From the first line to the last, give the records again exactly.

==== RECORDS PROVIDED ====

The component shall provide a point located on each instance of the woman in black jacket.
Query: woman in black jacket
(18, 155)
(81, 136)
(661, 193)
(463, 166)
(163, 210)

====

ANSWER BOX:
The component shall provide a point located on each instance of the woman in black jacket.
Query: woman in black jacket
(18, 155)
(81, 136)
(661, 193)
(463, 166)
(163, 210)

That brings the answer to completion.